The Veracity Problem: Detecting False Information and its Propagation on Online Social Media Networks

The creation and spread of false information (aka fake news) is rapidly increasing, with online social media networks (OSMN) such as X¹¹1Formerly known as Twitter, Facebook, and Weibo contributing to its rise. False information can, often unbeknownst to them, manipulate how individuals responds to topics such as health, politics, and social life. One such example is a tweet in 2013 that claimed an explosion injured the US president, resulting in a loss of $130 billion in stock values (ElBoghdardy, 2013). Further, some research suggests false information is connected to election outcomes e.g. the 2016 US presidential elections (WTOE, 2016) and 2020 UK Brexit vote (Dennis et al., 2020).

OSMN enables anyone to access the latest information in a variety of formats (i.e. news articles, blogs) and sources (i.e. news outlets, public figures). The expansion of new formats and sources has decentralised the distribution of information, removing centralised control over its authenticity. This unregulated creation and spread of information places the onus of validating the truthfulness (or falsehood) of the information on the individual. However, an individual’s ability to identify falsehoods objectively is influenced by factors such as confirmation bias, which makes one trust and accept information that confirms their preexisting beliefs (Nickerson, 1998), and selective exposure, which is when one prefers to consume information that aligns with their beliefs (Freedman and Sears, 1965). External factors such as the bandwagon effect, which motivates one to perform an action because others are doing it (Leibenstein, 1950), and the validity effect, where one believes information after repeated exposure (Boehm, 1994) play a critical role.

A recent narrative which exemplified coordinated behaviors and the bandwagon effect is the Sydney Bondi Junction Stabbings (Nguyen and Workman, 2024). An image of the attacker circulated on social media, resulting in widespread misidentification of his heritage, religion, and identity. This false information initiated from small accounts, was amplified by verified accounts, and reported on by mainstream news. The coordinated behaviour exhibited both malicious and benign propagation patterns.

# Your tasks:
**1)** According to the text on false information in online social media networks, why does the responsibility for validating the truthfulness of information fall on the individual? Explain in one to three sentences.
**2)** Write the next paragraph of the text on false information in online social media networks, beginning after its final sentence.
The data placed after this point is separate material and has no connection to the text on false information in online social media networks.

# Dataset extract:

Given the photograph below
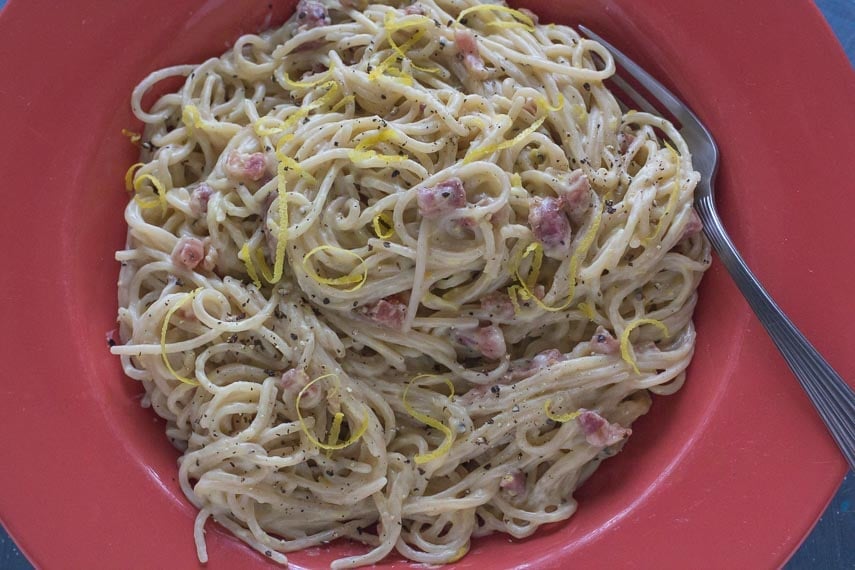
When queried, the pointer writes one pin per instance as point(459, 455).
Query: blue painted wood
point(831, 545)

# Results by task:
**1)** Online social media networks let anyone reach information in many formats and from many sources, and this expansion has decentralized the distribution of information, removing centralized control over its authenticity. Because the creation and spread of information is therefore unregulated, the burden of judging whether it is true or false is placed on the individual.

**2)**
Detecting false information is crucial in alleviating the burden placed on individuals to verify the truthfulness of information, and the resulting consequences of this burden. There are three main streams of research key to this work which aims to address the problem of false information. These relate to (1) false information detection methods; (2) detection of coordinated behaviours; (3) cross-platform analysis of false information propagation.

False Information Detection Methods: To overcome the limitations of human-driven false information detection (e.g. scalability and bias (Tchakounté et al., 2020; Wallace et al., 2022)), AI-based decision support techniques have been developed. Most techniques fall into two types: content-based methods and context-based methods. Content-based methods are built using the information contained within the document, such as words and images (Zhang et al., 2024; Ghanem et al., 2021; Shu et al., 2019; Wang et al., 2024; Jin et al., 2022). While these methods can preemptively forestall the dissemination of false information, they are prone to adversarial manipulation of linguistic and stylistic features to evade detection (Jin et al., 2022). On the other hand, context-based methods use the information on the document’s propagation over OSMNs and the users who engage with it (Soga et al., 2024; Chowdhury et al., 2020; Bing et al., 2022; Min et al., 2022; Ruchansky et al., 2017). These methods are independent of linguistic and stylistic features and knowledge bases, but rely on information generated when a document is propagated on an OSMN, meaning false information is already spread, along with its related negative consequences. Although some hybrid models such as dEFEND (Shu et al., 2019) and CSI (Ruchansky et al., 2017) have been proposed, they use limited sources of information, making them prone to loss of reliability and effectiveness.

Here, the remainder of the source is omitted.